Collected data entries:

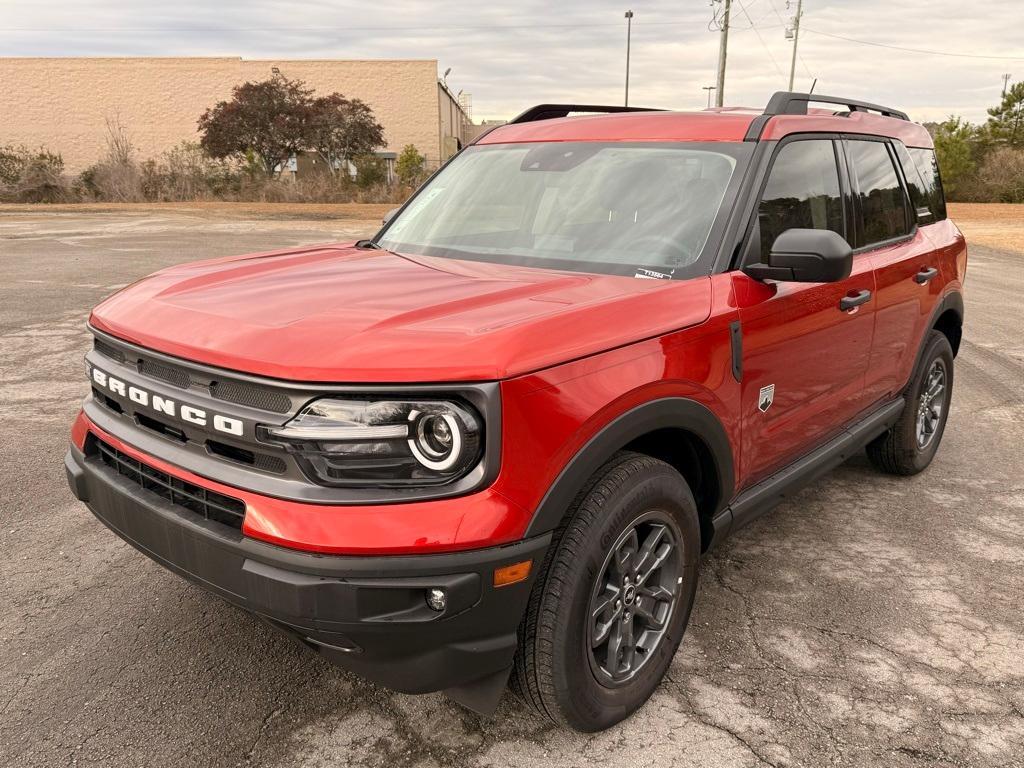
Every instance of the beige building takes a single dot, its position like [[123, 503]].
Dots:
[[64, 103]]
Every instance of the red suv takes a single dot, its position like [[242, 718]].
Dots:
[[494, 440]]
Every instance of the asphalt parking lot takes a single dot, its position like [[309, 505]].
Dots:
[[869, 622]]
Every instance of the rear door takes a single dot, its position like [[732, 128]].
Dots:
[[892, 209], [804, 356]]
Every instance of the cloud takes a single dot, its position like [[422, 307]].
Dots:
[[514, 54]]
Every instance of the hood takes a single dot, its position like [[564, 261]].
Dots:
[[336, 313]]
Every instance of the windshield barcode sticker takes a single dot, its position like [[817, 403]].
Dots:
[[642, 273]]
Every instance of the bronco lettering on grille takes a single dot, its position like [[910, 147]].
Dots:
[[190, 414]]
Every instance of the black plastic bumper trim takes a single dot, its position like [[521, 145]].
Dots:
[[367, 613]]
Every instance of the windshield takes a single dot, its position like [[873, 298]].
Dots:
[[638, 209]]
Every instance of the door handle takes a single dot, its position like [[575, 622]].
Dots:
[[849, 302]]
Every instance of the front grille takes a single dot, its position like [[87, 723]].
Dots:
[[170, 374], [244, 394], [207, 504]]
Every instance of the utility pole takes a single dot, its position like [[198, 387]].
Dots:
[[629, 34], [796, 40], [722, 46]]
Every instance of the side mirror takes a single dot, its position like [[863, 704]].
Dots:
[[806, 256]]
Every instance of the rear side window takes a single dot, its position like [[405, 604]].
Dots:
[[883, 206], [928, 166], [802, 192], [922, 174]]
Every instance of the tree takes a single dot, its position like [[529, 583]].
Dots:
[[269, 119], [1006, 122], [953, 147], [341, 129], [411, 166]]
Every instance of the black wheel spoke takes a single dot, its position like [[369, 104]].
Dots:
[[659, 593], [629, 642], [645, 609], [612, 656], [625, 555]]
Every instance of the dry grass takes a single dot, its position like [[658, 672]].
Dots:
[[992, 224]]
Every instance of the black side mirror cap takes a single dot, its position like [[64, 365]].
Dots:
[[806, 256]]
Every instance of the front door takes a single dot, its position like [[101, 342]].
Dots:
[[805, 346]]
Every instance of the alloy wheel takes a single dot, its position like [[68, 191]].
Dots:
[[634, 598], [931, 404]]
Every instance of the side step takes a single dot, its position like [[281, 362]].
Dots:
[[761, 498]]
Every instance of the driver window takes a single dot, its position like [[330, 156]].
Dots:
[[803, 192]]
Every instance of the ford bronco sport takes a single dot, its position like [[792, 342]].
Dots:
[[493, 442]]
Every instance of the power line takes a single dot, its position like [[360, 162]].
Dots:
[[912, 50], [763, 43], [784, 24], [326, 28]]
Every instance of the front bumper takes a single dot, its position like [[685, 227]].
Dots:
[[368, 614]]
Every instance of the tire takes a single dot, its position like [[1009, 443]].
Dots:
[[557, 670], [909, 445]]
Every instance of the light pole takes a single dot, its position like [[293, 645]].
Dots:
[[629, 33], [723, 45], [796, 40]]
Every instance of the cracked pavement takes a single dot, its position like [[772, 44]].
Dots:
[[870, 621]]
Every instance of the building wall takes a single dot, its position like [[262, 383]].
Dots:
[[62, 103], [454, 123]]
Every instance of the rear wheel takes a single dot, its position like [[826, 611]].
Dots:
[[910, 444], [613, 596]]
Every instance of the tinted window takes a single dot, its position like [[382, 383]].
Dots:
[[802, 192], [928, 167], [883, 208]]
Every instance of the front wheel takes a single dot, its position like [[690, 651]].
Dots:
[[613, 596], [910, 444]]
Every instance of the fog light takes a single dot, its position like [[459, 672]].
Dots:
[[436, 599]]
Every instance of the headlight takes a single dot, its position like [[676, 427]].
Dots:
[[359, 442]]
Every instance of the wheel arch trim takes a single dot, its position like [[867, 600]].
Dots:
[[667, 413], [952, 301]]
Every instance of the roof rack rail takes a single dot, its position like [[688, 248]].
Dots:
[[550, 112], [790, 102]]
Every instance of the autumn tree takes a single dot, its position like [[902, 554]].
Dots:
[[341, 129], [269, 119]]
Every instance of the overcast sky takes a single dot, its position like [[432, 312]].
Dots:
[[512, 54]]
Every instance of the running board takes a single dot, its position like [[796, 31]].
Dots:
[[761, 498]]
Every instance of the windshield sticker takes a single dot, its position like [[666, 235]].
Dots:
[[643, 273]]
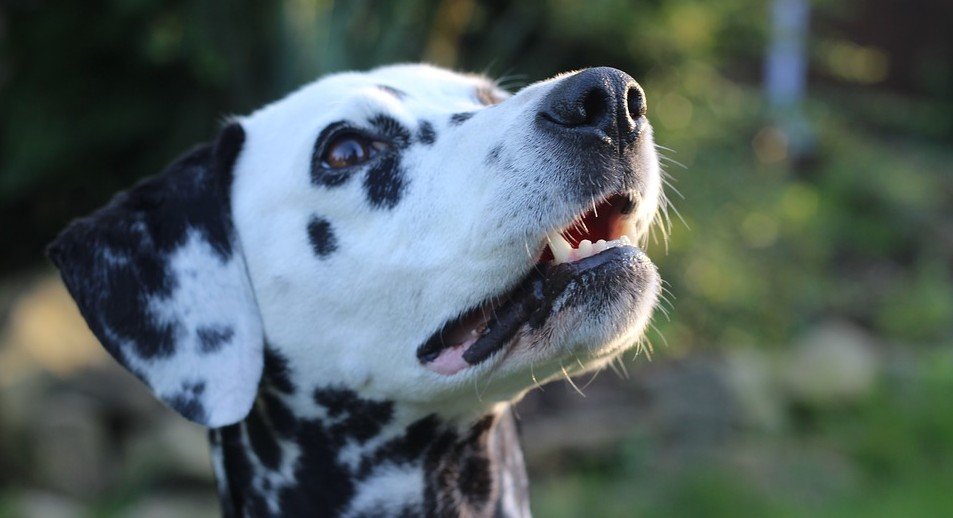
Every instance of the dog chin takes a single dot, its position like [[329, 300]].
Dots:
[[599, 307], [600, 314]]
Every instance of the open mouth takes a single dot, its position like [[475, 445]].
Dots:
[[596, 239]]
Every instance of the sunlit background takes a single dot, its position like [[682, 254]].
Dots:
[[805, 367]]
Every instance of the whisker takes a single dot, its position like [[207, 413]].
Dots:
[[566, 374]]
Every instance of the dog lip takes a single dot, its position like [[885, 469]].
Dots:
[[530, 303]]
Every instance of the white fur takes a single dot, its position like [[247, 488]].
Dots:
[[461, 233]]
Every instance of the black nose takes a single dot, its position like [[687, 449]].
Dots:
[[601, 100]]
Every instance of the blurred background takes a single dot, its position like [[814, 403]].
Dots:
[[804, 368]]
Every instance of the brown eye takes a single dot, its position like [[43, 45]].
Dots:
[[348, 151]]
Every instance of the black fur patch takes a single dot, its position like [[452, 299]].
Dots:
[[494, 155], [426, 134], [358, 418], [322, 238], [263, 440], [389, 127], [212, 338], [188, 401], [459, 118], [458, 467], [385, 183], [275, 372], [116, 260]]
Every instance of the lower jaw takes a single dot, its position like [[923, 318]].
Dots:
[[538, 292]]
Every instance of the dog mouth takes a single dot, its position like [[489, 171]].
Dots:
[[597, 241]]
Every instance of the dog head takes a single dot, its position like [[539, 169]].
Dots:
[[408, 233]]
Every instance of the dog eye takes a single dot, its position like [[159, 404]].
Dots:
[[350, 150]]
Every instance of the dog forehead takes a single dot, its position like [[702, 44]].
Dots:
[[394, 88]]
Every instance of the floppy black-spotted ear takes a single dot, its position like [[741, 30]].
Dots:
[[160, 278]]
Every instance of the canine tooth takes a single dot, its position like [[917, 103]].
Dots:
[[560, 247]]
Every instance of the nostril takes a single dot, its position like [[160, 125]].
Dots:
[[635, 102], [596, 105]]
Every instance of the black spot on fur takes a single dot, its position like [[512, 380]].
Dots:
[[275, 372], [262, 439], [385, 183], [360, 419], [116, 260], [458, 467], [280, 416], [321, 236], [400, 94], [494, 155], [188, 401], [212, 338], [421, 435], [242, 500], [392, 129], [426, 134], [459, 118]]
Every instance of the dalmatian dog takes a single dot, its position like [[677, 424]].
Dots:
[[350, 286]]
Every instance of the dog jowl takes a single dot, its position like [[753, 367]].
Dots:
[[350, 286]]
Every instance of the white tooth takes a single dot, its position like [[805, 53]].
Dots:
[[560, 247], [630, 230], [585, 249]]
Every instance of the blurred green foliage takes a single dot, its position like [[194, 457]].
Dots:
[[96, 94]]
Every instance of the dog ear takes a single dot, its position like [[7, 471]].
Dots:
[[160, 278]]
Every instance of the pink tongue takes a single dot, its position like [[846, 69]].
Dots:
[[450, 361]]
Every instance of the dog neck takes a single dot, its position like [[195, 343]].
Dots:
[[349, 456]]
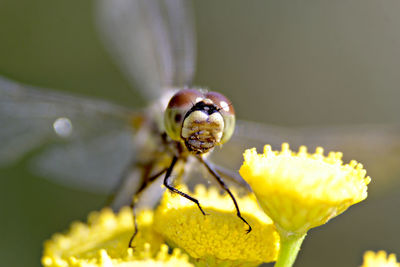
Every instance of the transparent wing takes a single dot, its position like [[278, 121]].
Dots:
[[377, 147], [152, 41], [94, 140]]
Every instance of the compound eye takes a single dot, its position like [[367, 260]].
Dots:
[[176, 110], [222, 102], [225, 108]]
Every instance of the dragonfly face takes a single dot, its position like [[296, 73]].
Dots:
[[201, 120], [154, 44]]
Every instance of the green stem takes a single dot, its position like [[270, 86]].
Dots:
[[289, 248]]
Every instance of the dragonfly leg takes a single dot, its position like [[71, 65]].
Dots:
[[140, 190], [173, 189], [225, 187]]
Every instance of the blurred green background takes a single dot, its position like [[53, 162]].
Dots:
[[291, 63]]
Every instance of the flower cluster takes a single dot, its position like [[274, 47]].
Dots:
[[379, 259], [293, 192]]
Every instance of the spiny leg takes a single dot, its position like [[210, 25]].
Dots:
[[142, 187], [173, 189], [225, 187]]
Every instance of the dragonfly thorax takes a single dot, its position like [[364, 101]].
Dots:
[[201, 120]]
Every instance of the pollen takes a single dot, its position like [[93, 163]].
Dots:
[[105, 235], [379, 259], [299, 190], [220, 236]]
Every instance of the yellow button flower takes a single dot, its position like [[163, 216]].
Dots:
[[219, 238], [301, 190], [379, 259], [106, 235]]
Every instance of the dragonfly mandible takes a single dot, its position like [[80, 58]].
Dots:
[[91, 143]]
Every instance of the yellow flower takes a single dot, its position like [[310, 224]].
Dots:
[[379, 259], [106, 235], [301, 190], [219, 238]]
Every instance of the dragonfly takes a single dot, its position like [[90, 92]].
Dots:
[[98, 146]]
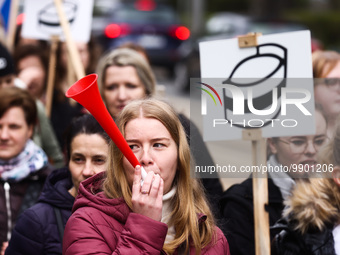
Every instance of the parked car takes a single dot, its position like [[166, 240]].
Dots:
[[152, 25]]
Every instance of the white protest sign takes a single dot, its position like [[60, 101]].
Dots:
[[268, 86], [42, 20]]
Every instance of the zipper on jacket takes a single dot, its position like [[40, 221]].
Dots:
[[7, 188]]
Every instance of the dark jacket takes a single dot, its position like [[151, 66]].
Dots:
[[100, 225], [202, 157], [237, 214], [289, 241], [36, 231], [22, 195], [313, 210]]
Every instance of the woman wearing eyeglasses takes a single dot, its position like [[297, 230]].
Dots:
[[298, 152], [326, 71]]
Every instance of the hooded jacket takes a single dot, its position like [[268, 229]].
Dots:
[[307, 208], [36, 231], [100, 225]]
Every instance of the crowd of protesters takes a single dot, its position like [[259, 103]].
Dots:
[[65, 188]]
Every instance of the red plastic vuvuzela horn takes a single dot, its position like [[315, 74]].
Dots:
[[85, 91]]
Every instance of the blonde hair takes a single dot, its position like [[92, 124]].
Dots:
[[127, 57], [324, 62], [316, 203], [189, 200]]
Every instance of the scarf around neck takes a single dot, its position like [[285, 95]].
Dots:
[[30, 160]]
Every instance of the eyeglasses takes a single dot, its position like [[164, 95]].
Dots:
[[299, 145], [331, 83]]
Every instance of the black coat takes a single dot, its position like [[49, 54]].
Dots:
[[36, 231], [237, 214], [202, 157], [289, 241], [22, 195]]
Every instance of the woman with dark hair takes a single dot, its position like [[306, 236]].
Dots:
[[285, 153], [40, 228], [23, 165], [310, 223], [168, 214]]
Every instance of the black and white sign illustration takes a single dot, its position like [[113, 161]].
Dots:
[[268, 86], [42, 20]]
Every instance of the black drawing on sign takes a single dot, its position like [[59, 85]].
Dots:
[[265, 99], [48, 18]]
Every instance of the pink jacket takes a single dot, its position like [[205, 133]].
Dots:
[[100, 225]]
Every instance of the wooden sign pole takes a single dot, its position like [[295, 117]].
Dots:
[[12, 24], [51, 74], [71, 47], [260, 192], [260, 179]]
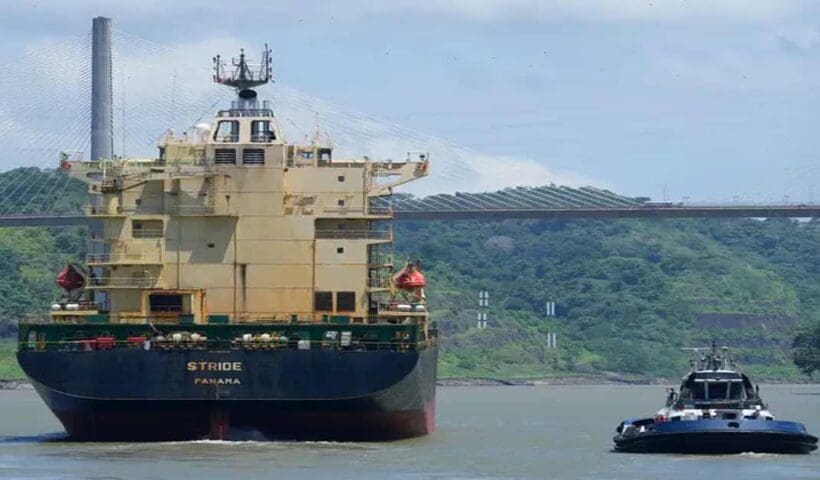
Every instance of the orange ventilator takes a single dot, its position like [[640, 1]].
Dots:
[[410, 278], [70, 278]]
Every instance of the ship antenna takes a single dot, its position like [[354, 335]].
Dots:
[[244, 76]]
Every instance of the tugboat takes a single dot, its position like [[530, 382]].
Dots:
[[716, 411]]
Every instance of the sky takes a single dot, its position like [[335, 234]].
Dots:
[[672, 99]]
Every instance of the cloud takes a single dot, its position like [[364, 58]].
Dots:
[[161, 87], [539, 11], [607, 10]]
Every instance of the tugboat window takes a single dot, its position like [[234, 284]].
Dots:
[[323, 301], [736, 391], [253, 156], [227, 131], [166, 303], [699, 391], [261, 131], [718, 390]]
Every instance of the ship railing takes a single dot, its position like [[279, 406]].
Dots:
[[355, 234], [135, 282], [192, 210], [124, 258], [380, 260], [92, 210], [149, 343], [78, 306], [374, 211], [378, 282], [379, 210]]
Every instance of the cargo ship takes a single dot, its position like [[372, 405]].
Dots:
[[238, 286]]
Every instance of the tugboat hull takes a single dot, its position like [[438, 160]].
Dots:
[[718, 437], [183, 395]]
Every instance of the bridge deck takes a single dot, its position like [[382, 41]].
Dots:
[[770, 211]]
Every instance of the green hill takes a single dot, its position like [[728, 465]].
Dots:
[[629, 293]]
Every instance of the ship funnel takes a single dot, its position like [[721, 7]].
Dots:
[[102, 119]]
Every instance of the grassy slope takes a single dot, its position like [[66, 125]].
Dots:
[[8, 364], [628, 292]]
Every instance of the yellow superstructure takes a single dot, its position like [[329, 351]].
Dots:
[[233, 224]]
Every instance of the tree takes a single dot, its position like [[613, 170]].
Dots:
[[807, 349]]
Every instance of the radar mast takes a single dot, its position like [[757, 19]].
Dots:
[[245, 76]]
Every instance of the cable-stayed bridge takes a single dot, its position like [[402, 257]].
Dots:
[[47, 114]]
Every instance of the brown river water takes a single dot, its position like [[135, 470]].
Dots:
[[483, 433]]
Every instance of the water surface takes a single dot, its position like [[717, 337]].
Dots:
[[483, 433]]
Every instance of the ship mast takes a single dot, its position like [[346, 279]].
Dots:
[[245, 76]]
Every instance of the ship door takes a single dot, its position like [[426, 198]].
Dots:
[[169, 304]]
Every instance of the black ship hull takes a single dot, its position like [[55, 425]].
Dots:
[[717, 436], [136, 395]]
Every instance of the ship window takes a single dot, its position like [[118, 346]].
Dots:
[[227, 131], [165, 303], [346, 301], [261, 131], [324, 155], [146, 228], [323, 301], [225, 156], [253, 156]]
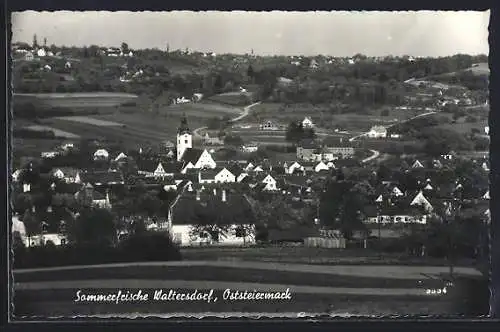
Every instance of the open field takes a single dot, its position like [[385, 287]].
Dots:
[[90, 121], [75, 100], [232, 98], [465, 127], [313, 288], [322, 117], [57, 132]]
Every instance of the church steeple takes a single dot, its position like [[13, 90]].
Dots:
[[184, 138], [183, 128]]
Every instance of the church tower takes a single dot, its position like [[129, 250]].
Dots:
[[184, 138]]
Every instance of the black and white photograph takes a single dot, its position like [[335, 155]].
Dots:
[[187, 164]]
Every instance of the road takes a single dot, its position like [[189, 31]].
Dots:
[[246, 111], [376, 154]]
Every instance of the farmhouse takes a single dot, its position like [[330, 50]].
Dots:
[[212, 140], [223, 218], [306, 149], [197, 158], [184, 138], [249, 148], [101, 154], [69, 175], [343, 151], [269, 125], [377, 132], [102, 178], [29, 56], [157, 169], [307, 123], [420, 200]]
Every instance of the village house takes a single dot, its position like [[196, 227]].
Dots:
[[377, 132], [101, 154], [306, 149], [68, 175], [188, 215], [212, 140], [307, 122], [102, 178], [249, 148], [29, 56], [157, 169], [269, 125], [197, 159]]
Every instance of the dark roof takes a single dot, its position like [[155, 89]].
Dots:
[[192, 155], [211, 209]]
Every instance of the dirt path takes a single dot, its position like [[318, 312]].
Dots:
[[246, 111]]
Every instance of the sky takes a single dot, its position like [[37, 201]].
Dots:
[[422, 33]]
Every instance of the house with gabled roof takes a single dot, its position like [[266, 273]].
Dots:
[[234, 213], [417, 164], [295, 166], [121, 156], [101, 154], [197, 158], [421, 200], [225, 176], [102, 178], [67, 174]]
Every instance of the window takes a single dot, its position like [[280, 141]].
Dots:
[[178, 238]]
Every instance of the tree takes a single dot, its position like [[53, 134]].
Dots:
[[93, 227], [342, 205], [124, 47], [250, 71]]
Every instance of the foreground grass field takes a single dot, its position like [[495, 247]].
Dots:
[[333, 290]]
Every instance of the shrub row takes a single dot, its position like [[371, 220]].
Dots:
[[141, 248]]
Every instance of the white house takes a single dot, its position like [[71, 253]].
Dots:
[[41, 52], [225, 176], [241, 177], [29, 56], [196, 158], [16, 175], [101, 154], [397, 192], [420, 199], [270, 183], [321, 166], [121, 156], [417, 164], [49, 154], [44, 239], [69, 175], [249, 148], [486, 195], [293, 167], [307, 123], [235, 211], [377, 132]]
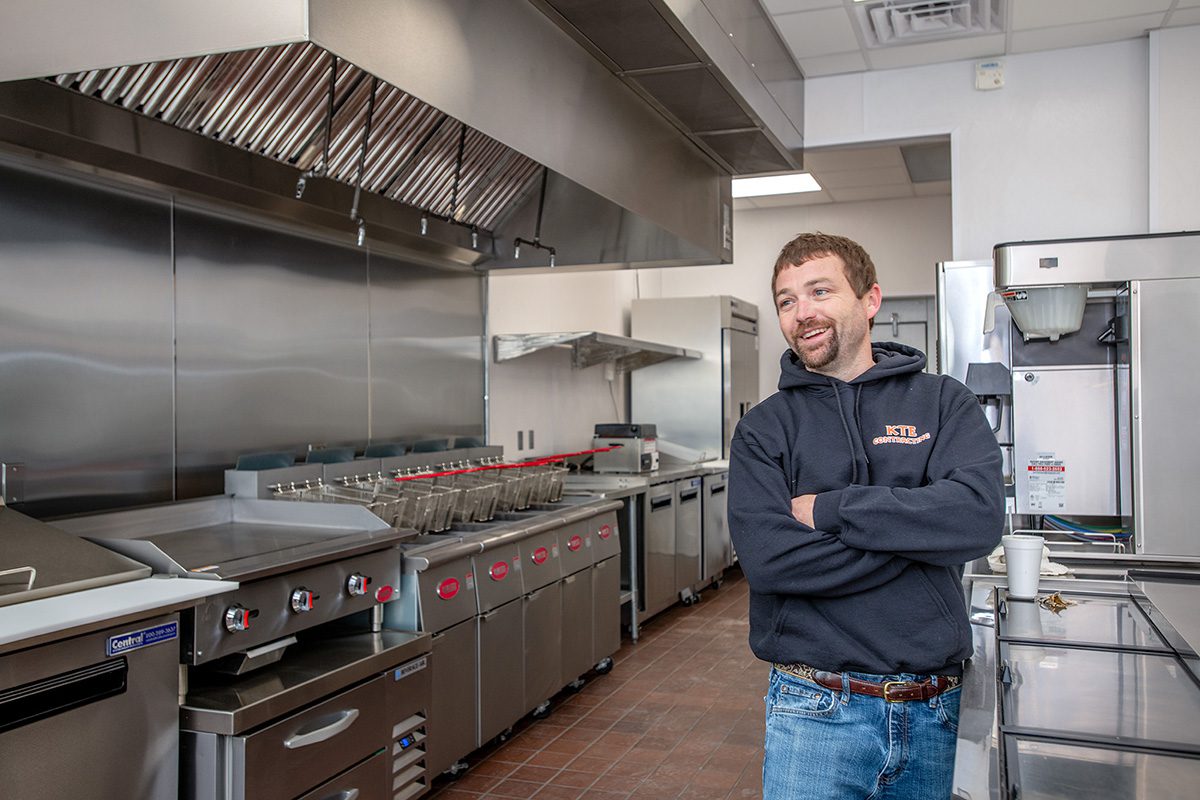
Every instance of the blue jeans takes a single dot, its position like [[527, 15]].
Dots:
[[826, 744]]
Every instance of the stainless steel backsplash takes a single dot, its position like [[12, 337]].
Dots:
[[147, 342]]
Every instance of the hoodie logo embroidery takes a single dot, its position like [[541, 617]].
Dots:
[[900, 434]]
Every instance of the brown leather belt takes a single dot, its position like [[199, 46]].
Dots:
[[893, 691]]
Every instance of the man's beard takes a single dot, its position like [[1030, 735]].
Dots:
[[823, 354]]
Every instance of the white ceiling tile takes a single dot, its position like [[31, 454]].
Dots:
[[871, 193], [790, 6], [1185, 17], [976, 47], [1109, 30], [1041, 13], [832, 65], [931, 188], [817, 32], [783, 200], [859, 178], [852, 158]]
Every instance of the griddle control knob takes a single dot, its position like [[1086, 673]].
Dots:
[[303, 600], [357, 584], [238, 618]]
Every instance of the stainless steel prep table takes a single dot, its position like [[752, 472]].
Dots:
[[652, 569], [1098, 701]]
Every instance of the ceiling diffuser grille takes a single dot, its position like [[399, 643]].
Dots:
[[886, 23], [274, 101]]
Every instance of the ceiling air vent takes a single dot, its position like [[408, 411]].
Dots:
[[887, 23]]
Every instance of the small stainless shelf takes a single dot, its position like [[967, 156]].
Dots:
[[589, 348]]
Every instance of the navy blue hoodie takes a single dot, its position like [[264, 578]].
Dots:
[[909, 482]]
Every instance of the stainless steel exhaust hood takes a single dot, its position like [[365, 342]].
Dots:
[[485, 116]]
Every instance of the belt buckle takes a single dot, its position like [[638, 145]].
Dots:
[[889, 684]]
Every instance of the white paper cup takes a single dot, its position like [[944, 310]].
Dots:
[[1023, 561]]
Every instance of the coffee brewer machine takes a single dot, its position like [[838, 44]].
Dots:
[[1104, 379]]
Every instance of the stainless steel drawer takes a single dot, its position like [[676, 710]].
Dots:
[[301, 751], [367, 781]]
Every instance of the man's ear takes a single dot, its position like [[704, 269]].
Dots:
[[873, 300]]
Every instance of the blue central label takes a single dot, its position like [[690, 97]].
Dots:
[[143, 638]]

HOW TO COMPLETE THIS TASK —
Copy each line above containing the string "building".

SOLUTION TO THE EXERCISE —
Every instance of the beige building takes a single dot, its position like [[123, 503]].
Every instance of the building wall takes a single dot, its position like [[262, 383]].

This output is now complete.